EXERCISE REQUIREMENTS - Could you reproduce every line of the listing below verbatim, from the first line through the last?

━━ PROVIDED ENTRIES

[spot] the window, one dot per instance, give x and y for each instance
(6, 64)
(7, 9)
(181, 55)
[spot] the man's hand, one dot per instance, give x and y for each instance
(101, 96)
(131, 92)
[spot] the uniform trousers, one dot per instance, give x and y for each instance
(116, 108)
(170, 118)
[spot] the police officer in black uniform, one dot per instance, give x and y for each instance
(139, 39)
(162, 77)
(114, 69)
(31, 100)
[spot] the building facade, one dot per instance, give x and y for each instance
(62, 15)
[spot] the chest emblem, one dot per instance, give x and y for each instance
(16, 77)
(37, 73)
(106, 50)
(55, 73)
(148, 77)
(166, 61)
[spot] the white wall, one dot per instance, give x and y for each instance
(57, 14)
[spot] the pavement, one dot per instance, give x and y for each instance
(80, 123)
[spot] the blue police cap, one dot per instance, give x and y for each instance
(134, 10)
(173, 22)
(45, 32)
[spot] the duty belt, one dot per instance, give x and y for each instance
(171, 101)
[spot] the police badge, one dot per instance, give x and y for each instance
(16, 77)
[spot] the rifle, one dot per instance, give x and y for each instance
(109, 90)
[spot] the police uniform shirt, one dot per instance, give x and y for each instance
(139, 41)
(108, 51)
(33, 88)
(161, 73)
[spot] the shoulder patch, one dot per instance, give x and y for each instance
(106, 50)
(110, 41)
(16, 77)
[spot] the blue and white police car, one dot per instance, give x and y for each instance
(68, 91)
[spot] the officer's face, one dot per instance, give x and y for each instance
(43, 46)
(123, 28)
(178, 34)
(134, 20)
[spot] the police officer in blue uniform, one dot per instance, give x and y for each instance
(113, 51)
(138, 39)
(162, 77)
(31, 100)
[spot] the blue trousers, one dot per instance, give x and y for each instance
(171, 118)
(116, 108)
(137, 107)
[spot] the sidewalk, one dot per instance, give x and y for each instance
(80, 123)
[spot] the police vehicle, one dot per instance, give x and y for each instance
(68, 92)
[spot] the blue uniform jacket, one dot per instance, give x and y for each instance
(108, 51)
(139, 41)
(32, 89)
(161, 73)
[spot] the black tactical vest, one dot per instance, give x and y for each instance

━━━━

TASK RESPONSE -
[spot] the window, one dot per instance, give x and y for each instance
(6, 64)
(7, 9)
(181, 55)
[spot] the man's hand, one dot per instance, give x and y for each instance
(101, 96)
(131, 92)
[spot] the uniform trousers, one dot per instance, give x and y for each instance
(116, 108)
(170, 118)
[spot] the police officer in black uniform, one dot per instance, give x and y for each instance
(139, 39)
(162, 77)
(114, 69)
(31, 100)
[spot] the building facade, one dot per instance, give x and y for each instance
(62, 15)
[spot] the chest emblem, one dot per instance, give x and y for each instance
(16, 77)
(37, 73)
(106, 50)
(55, 73)
(148, 77)
(166, 61)
[spot] the white wall, one dot per instance, give x and y for each instance
(57, 14)
[spot] the pavement, one dot per instance, give x and y for each instance
(80, 123)
[spot] the blue police cap, one dot per instance, give x and y for each instance
(134, 10)
(173, 22)
(45, 32)
[spot] the duty belt, one dot per instance, give x and y for each instance
(171, 101)
[spot] the police badge, one dot per instance, give x and y for each instance
(16, 77)
[spot] the rifle, one dot per instance, give x and y for each instance
(109, 90)
[spot] the police uniform shirt, one dot per instance, give x and y for each instance
(139, 41)
(108, 51)
(33, 88)
(161, 73)
[spot] the shoulder patch, one dot per instance, give x and y for each instance
(106, 50)
(110, 41)
(16, 77)
[spot] the blue and white police car, one dot per instance, give x and y for each instance
(68, 91)
[spot] the officer's face, one dot per instance, give x and y for each instance
(43, 46)
(123, 28)
(178, 34)
(134, 20)
[spot] the police officer in blue uniform, one dot per instance, give x and y for each instance
(113, 51)
(138, 39)
(162, 77)
(31, 100)
[spot] the blue trousers, one dot per instance, give x and y for each instance
(171, 118)
(116, 108)
(137, 107)
[spot] the sidewalk, one dot per instance, give x and y for each instance
(80, 123)
[spot] the police vehicle, one dot per instance, give x and y for each instance
(68, 92)
[spot] the blue uniform jacket, one dot per instance, give x and y for each instance
(108, 51)
(139, 41)
(32, 89)
(161, 73)
[spot] the black tactical vest, one dot per instance, give x and y for each instance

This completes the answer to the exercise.